INFO: rcu detected stall in sys_sendfile64
Dmitry Vyukov
dvyukov at google.com
Tue Jan 7 13:02:47 UTC 2020
On Sat, Jan 4, 2020 at 12:09 PM Tetsuo Handa
<penguin-kernel at i-love.sakura.ne.jp> wrote:
>
> On 2018/12/20 3:42, Dmitry Vyukov wrote:
> > On Wed, Dec 19, 2018 at 11:13 AM Tetsuo Handa
> > <penguin-kernel at i-love.sakura.ne.jp> wrote:
> >>
> >> On 2018/12/19 18:27, syzbot wrote:
> >>> HEAD commit: ddfbab46539f Merge tag 'scsi-fixes' of git://git.kernel.or..
> >>> git tree: upstream
> >>> console output: https://syzkaller.appspot.com/x/log.txt?x=15b87fa3400000
> >>> kernel config: https://syzkaller.appspot.com/x/.config?x=861a3573f4e78ba1
> >>> dashboard link: https://syzkaller.appspot.com/bug?extid=bcad772bbc241b4c6147
> >>> compiler: gcc (GCC) 8.0.1 20180413 (experimental)
> >>> syz repro: https://syzkaller.appspot.com/x/repro.syz?x=13912ccd400000
> >>> C reproducer: https://syzkaller.appspot.com/x/repro.c?x=145781db400000
> >>
> >> This is not a LSM problem, for the reproducer is calling
> >> sched_setattr(SCHED_DEADLINE) with very large values.
> >>
> >> sched_setattr(0, {size=0, sched_policy=0x6 /* SCHED_??? */, sched_flags=0, sched_nice=0, sched_priority=0, sched_runtime=2251799813724439, sched_deadline=4611686018427453437, sched_period=0}, 0) = 0
> >>
> >> I think that this problem is nothing but an insane sched_setattr() parameter.
> >>
> >> #syz invalid
> >
> > Note there was another one with sched_setattr, which turned out to be
> > some serious problem in kernel (sched_setattr should not cause CPU
> > stall for 3 minutes):
> > INFO: rcu detected stall in do_idle
> > https://syzkaller.appspot.com/bug?extid=385468161961cee80c31
> > https://groups.google.com/forum/#!msg/syzkaller-bugs/crrfvusGtwI/IoD_zus4BgAJ
> >
> > Maybe it another incarnation of the same bug, that one is still not fixed.

MATERIAL:
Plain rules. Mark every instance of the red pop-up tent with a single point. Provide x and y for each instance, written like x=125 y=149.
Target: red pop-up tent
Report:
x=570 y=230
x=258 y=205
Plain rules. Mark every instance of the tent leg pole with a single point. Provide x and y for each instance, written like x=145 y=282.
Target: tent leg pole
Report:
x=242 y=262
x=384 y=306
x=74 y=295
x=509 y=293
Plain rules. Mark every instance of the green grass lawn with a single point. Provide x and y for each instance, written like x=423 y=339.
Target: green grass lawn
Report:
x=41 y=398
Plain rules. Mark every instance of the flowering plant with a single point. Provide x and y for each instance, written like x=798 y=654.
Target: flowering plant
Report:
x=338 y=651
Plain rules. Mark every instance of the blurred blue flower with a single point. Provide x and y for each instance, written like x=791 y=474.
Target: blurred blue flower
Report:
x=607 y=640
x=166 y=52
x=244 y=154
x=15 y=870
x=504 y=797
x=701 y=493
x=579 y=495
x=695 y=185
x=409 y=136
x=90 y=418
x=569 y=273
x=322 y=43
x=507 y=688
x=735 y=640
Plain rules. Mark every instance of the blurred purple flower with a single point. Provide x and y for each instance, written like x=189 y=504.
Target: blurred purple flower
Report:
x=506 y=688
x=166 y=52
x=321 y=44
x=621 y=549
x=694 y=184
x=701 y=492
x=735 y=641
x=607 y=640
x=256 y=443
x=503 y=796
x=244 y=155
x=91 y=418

CHALLENGE:
In the message about the RCU stall in sys_sendfile64, what call does the reproducer make, according to Tetsuo Handa?

EXERCISE RESULT:
It calls sched_setattr(SCHED_DEADLINE) with very large values.